>> begin PASSAGE

When Trump gives a brand an endorsement, sells likely to fallStaff Writer |
Survey Majority of consumers dislike when brands get political
The 4A's, the leading trade association representing the advertising agency business, revealed findings from two surveys monitoring consumers' and ad agency professionals' beliefs about brands taking political or social stances.
Agency respondents saw a distinction in brands taking political stances versus social ones: 33 percent believe brands are more afraid to take a political stance than a social one (14 percent); likewise, they are more compelled to take a social stance (26 percent) than a political one (7 percent).
A complementary consumer study fielded by the 4A's and research partner SSRS found the majority of consumers (58 percent) dislike when brands get political.
Further, consumers are more likely to avoid brands that take a negative position (e.g., those that are perceived to be racist, anti-LGBTQ or sexist) than to support those that take a positive position (e.g., those that are perceived to be inclusive, pro-LGBTQ and feminist).

>> end PASSAGE

=== COMPLETE THE FOLLOWING ===
A – Answer these questions about the survey article, one per line:
(i) What trade association conducted the surveys?
(ii) What percentage of consumers dislike when brands get political?
(iii) Which research partner fielded the consumer study with that association?
B – Reproduce the survey article word for word from "A complementary consumer" up to and including "pro-LGBTQ and feminist).".
C – Extend the survey article on brands taking political stances, picking up after its final sentence.

>> begin GIVEN ENTRIES

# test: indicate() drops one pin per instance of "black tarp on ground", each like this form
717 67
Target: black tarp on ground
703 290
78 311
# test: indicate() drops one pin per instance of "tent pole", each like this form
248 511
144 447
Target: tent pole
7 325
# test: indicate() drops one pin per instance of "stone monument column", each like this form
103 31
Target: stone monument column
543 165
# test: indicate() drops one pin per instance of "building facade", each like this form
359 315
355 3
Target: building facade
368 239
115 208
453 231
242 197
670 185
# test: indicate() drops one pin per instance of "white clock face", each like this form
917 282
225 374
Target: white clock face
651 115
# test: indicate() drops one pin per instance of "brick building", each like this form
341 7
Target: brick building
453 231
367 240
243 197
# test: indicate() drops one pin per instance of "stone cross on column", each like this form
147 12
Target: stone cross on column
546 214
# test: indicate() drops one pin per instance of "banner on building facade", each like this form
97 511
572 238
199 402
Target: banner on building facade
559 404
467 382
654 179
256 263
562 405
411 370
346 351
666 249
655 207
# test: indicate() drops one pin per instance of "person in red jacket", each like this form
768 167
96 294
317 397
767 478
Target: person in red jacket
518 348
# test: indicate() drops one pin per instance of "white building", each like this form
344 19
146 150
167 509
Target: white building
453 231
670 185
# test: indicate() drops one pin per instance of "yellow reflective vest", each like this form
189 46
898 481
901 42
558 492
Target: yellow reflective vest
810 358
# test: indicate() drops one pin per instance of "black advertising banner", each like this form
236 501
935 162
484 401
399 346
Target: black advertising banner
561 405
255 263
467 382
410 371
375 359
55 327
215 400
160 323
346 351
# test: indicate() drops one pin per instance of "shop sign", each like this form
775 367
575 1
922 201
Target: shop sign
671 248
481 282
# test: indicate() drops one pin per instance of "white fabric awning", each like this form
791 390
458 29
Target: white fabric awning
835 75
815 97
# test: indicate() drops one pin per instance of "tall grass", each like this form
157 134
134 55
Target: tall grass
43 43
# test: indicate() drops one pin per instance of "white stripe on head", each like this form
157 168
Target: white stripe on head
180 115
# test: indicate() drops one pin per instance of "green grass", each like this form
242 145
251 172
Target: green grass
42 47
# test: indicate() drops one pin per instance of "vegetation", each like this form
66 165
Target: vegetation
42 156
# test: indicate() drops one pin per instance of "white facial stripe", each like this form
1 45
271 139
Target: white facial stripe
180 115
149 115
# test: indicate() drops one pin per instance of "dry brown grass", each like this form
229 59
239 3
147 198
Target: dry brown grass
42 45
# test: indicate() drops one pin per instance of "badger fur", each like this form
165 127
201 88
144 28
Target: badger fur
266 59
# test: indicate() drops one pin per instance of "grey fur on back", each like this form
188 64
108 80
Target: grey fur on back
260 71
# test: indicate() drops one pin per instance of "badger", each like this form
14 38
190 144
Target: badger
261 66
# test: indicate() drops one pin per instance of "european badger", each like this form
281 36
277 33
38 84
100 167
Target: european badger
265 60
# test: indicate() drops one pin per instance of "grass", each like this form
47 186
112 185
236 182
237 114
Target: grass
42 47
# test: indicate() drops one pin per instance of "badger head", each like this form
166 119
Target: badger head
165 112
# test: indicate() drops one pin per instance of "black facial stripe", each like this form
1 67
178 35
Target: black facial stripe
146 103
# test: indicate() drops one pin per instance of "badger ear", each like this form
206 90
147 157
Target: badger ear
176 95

>> end GIVEN ENTRIES

=== RESULTS ===
A –
(i) The 4A's
(ii) 58 percent
(iii) SSRS

B –
A complementary consumer study fielded by the 4A's and research partner SSRS found the majority of consumers (58 percent) dislike when brands get political.
Further, consumers are more likely to avoid brands that take a negative position (e.g., those that are perceived to be racist, anti-LGBTQ or sexist) than to support those that take a positive position (e.g., those that are perceived to be inclusive, pro-LGBTQ and feminist).

C –
"Consumers are not looking to brands to take a position on political or social issues. In fact, there's typically more risk than benefit," said Alison Fahey, chief marketing officer of the 4A's. "Brands taking a negative approach risk backlash, and only a small percentage of consumers are moved to buy from positive messaging."
When agency professionals were asked what they thought was the most important marketing lesson learned from the election, 57 percent cited that understanding the demographics and values of a brand's customers is more important than ever.
Since the election:
- 34 percent of respondents have counseled or required that more diverse perspectives were needed in creative or planning
- 30 percent of respondents have counseled clients to avoid engaging with controversial sociopolitical issues
- 25 percent of respondents have counseled clients to align with sociopolitical issues authentic to the brand
- 24 percent of respondents have considered sociopolitical issues in media buys
When it comes to political endorsements of brands, more than half of consumers (51 percent) reported that President Trump's policies have made companies and brands more vocal and inclined to take action; however, his endorsements are not impacting their purchasing decisions.
When the President gives a brand or product a positive endorsement, almost one-quarter of consumers (22 percent) say they are less likely to purchase the product.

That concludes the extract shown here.